Exercise materials
--- BEGIN ---

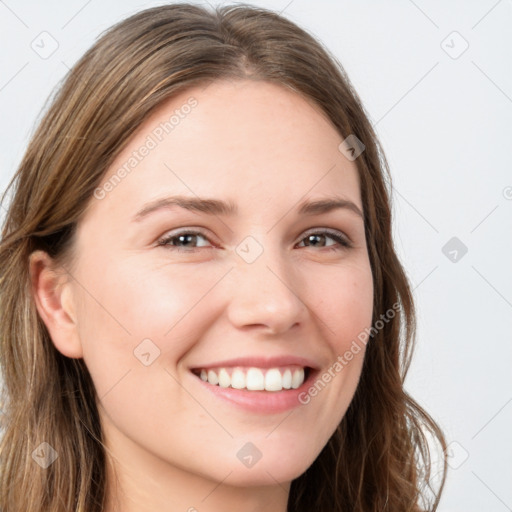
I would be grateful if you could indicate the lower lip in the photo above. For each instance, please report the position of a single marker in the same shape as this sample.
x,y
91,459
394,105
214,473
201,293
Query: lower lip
x,y
261,402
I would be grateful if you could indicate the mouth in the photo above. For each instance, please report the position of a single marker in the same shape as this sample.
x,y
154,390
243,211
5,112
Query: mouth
x,y
258,385
251,378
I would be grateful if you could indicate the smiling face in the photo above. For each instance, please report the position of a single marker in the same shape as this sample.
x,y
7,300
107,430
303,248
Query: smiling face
x,y
272,285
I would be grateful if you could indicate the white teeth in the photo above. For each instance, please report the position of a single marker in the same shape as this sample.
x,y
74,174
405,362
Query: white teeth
x,y
273,380
238,379
212,377
254,379
297,378
224,380
287,379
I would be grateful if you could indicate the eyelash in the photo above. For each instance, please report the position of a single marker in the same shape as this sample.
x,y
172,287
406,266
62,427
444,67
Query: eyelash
x,y
344,242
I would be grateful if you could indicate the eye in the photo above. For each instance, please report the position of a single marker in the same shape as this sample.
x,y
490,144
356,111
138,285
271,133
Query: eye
x,y
174,240
342,241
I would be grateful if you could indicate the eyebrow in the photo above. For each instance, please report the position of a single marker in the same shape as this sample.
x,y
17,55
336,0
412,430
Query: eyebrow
x,y
228,208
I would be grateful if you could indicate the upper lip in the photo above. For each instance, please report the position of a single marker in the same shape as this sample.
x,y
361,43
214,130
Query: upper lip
x,y
261,362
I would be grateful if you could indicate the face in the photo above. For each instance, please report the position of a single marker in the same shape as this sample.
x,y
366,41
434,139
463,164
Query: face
x,y
180,309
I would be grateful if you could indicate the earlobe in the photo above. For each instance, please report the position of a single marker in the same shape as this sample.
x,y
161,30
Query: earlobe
x,y
53,298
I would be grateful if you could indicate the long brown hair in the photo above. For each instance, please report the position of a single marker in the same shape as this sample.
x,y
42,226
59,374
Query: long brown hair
x,y
379,457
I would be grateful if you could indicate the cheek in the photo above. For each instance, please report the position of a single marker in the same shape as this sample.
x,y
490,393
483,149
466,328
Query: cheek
x,y
344,303
128,319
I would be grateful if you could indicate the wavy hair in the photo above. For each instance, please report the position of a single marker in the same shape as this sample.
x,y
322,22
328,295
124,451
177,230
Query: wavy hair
x,y
379,458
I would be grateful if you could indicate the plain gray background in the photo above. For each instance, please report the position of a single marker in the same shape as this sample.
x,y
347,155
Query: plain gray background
x,y
436,80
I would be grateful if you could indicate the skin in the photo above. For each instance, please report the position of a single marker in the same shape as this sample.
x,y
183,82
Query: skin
x,y
172,443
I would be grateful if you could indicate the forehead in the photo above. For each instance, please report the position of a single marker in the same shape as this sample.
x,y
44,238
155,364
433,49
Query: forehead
x,y
246,141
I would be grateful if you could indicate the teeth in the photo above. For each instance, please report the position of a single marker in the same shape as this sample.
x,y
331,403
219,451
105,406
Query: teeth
x,y
254,379
297,378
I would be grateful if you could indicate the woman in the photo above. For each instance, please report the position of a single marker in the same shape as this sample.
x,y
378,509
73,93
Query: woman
x,y
261,368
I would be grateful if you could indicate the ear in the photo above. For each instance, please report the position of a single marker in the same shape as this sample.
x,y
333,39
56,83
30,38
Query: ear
x,y
52,293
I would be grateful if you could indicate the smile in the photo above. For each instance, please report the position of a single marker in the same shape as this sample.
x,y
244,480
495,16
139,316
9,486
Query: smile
x,y
253,378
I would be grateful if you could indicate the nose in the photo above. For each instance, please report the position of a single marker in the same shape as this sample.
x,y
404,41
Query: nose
x,y
265,294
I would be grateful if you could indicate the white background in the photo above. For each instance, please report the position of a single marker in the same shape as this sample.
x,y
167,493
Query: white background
x,y
445,123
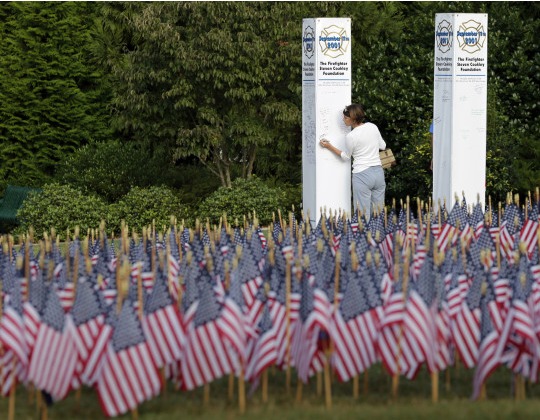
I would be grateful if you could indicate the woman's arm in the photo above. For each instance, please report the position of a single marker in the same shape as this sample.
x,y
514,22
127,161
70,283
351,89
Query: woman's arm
x,y
327,145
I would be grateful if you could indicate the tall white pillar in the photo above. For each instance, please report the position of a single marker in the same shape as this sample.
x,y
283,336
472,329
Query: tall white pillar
x,y
460,107
326,90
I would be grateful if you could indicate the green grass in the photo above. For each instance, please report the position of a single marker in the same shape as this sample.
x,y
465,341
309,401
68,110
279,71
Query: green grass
x,y
413,402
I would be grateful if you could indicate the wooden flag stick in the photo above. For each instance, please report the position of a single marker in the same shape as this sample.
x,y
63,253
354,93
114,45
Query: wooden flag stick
x,y
356,387
12,391
395,379
299,389
319,384
435,387
230,392
206,394
265,386
241,390
366,382
288,325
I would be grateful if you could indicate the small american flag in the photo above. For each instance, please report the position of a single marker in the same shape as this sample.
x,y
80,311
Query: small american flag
x,y
128,361
53,362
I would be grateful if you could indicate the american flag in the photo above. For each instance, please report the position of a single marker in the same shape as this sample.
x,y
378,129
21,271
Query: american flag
x,y
162,324
420,314
529,231
313,320
128,361
477,220
233,320
393,348
353,330
488,359
12,339
91,333
519,347
278,314
264,352
449,230
511,224
466,329
53,361
205,356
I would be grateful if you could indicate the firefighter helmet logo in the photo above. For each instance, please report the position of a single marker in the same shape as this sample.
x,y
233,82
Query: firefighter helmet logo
x,y
308,41
444,36
471,36
334,41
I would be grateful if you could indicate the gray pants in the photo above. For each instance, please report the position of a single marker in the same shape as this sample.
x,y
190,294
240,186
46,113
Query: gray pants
x,y
368,190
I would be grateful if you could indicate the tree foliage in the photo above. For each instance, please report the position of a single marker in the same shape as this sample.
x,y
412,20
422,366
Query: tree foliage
x,y
219,83
52,98
61,207
110,169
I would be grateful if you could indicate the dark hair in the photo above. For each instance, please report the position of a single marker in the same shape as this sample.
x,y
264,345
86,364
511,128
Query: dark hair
x,y
355,112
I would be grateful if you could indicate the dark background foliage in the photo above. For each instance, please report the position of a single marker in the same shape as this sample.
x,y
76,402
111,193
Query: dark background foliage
x,y
105,97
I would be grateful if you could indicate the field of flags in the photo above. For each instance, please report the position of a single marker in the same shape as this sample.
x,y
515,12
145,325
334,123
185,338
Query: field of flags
x,y
406,289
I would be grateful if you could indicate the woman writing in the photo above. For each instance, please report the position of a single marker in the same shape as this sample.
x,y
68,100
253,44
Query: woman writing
x,y
362,144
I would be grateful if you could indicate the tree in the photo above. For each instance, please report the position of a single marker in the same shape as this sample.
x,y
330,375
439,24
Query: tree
x,y
222,81
52,99
211,80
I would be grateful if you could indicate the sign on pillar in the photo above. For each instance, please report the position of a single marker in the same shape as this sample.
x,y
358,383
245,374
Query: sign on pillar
x,y
459,108
326,90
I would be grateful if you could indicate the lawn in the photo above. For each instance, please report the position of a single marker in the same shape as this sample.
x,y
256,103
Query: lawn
x,y
413,401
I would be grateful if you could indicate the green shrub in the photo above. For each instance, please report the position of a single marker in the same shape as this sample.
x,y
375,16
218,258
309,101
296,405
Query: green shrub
x,y
110,169
244,197
61,207
141,206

--- END ---

Brief
Strip out the pictures and quote the remaining data word for word.

Result of this exercise
I would be grateful if you could indicate the lower lip in the photo above. For each instance, please report the position of a single marker in the same shape as this sample.
x,y
91,459
394,105
214,473
201,293
Query: lower lip
x,y
261,402
I would be grateful if you could indicate the mouth in the photo above. For each instance, please report the position of a single marker in the same shape as this sample.
x,y
154,390
243,211
5,112
Query: mouth
x,y
258,385
251,378
I would be grateful if you could indicate the smiling face in the photo above. For each instance, please report the position of a single marker in the same shape as this sample.
x,y
7,300
107,430
303,248
Query: smiling face
x,y
272,285
I would be grateful if you could indicate the white teeth in the photo above. For each instance, please report the position of a single marker in the same shape as this sample.
x,y
74,174
405,362
Query: white teeth
x,y
273,380
238,379
212,377
254,379
297,378
224,380
287,379
I would be grateful if you could indicate the eyelash in the photo above. For each instance, please report the position of a single marker in the same shape as this sample.
x,y
172,287
406,266
62,427
444,67
Query: eyelash
x,y
344,242
I would be grateful if you could indicate the eye in the photo above. For each instance, please report the position of a single marker in the same shape as this sample.
x,y
490,144
356,111
138,285
271,133
Query: eye
x,y
174,240
342,241
I would be grateful if you could indicate the eyebrow in the photo above. For each instance, please report the position of a single marker in the same shape as this sample.
x,y
17,55
336,0
412,430
Query: eyebrow
x,y
228,208
I would be grateful if you could indicate the upper lip in the photo above. For each instance, please report the position of a single marker in the same shape as this sample.
x,y
361,43
214,130
Query: upper lip
x,y
261,362
I would be grateful if you could indicate the face in the photo above. For each instance, please report the position of a single marker in the same shape as this sample.
x,y
366,41
434,139
463,164
Query: face
x,y
180,309
I would be grateful if you could indicate the earlobe in the photo above. For each instance, please report the position of a single marker in the same shape as this sample.
x,y
161,30
Query: earlobe
x,y
53,298
I would be grateful if you could indicate the long brown hair in the photo above. For each instance, please report the position of a single marker in the same shape as this sample.
x,y
42,226
59,374
Query: long brown hair
x,y
379,457
I would be grateful if you could indicate the cheek in the photo above. For each instance, please report the position of a single marker in the same shape as this sample.
x,y
490,393
483,149
466,328
Query: cheek
x,y
344,303
128,319
I would be grateful if you could indicate the wavy hair in the photo above. For each instance, please report the position of a single marker in the same shape as this sample.
x,y
322,22
328,295
124,451
177,230
Query: wavy hair
x,y
379,458
I would be grateful if you could indicate the plain gray background in the photo above. For each instance, please report the position of a single marker in the same shape as this sample.
x,y
347,155
Query: plain gray background
x,y
436,80
I would be grateful if you could indicate the skin in the photo above. For each instance, please report the position of a single marker in the same shape as this sample.
x,y
183,82
Query: skin
x,y
172,443
I would be grateful if you could indicate the forehead in the photo above. For each instance, please report the position of a single marker in the same shape as this sample.
x,y
44,238
155,364
433,49
Query: forehead
x,y
246,141
I would be grateful if you could indicate the teeth in the photo above. For each instance, please report the position of a single marker in the same shape as this sample.
x,y
331,403
219,451
105,406
Query: teeth
x,y
254,379
297,378
I would be grateful if you could indicate the woman in the photo above. For each instance, please report the position of a single marker in the same shape as this sample.
x,y
378,509
73,93
Query: woman
x,y
261,368
I would be grateful if you could indicate the ear in the photo above. For each instance, please report the position of a single marker in the same shape as this sample.
x,y
333,39
56,83
30,38
Query: ear
x,y
52,293
I would be grateful if you could indicate the smile in the photo above. For each instance, please report the position of a single marker in the same shape as this sample.
x,y
244,480
495,16
139,316
9,486
Query: smile
x,y
253,378
I would be grateful if you could indicate the nose in the photo above. For each instance, please report the position of a single marker in the same shape as this sample.
x,y
404,41
Query: nose
x,y
265,294
I would be grateful if you could indicate the white background in the photo above. For each instance, please report the position of a single marker in the same shape as this sample.
x,y
167,493
Query: white background
x,y
445,123
I would be grateful if you could indicate the woman's arm in the photo above. For each instance, please report the position of a single marker in the same shape as this sample.
x,y
514,22
127,161
70,283
351,89
Query: woman's arm
x,y
327,145
I would be grateful if you could indicate the tall white pillar in the photo above. For each instance, please report the position of a single marker in the same shape as this sample.
x,y
283,336
472,329
Query: tall white pillar
x,y
460,107
326,90
I would be grateful if you could indicate the green grass in the photo above. For each instance, please report the position of a single marker in the same shape as this sample.
x,y
465,341
309,401
68,110
279,71
Query: green grass
x,y
413,402
I would be grateful if you could indicate the wooden flag stick in the photo above. For each instance, please report the position of a single marker in the same shape as this sample.
x,y
63,253
354,93
114,45
Query: wooden flag stick
x,y
356,387
12,391
395,379
299,389
319,384
435,387
230,392
206,394
265,386
241,390
366,382
288,325
I would be grateful if you could indicate the small american flag in the photo above. For each instance, please report the position of a single marker in the same shape as this sample.
x,y
80,311
Query: small american flag
x,y
128,361
53,362
I would be grateful if you could indicate the american flag in the photo above. For each instance, please report the position of a single marker in the same shape as this sample.
x,y
378,129
21,271
Query: american flag
x,y
162,324
420,314
529,231
313,320
128,361
477,220
233,320
393,348
353,330
488,359
12,339
91,333
519,347
278,314
264,352
449,230
511,224
466,329
53,361
205,356
I would be grateful if you could indicate the firefighter helmet logo in the photo above. For each instance, please report the position of a single marker in the same shape as this sample.
x,y
233,82
Query: firefighter helmet logo
x,y
308,41
444,36
471,36
334,41
I would be grateful if you could indicate the gray pants in the photo above. For each instance, please report the position of a single marker in the same shape as this sample.
x,y
190,294
240,186
46,113
Query: gray pants
x,y
368,190
I would be grateful if you could indicate the tree foliage in the photo above. For each instance, please report the position of a single marker in the same shape as this sample.
x,y
412,20
422,366
Query: tree foliage
x,y
219,83
52,98
61,207
110,169
I would be grateful if you could indicate the dark hair in the photo above. For each instance, please report the position of a single marker in the same shape as this sample.
x,y
264,345
86,364
511,128
Query: dark hair
x,y
355,112
I would be grateful if you could indicate the dark background foliage in the photo above. For each instance, please report the position of a single marker in the same shape as this sample.
x,y
76,402
111,193
Query: dark background foliage
x,y
105,97
I would be grateful if you could indicate the field of flags in the photo above. For each instance, please report the position of a single marker in the same shape as this sample.
x,y
515,12
145,325
334,123
185,338
Query: field of flags
x,y
406,289
I would be grateful if you could indicate the woman writing in the photo above. For each instance, please report the position of a single marker in the same shape as this sample.
x,y
68,100
253,44
Query: woman writing
x,y
362,144
I would be grateful if you could indicate the tree in the photo above. For each instance, please report the position of a single marker in the same shape as this sample.
x,y
330,375
439,24
Query: tree
x,y
222,81
52,99
211,80
I would be grateful if you could indicate the sign on pillar in the photo above. For each instance, please report the position of a single marker in the same shape as this sample.
x,y
358,383
245,374
Query: sign on pillar
x,y
459,108
326,90
I would be grateful if you could indicate the lawn in the photo above. For each instance, please report the position of a single marker in the same shape as this sample.
x,y
256,103
Query: lawn
x,y
413,401
I would be grateful if you could indicate the green shrub in the photo above. For each instance, please report the position of a single marker in the same shape as this sample.
x,y
375,16
218,258
309,101
296,405
Query: green shrub
x,y
110,169
244,197
61,207
141,206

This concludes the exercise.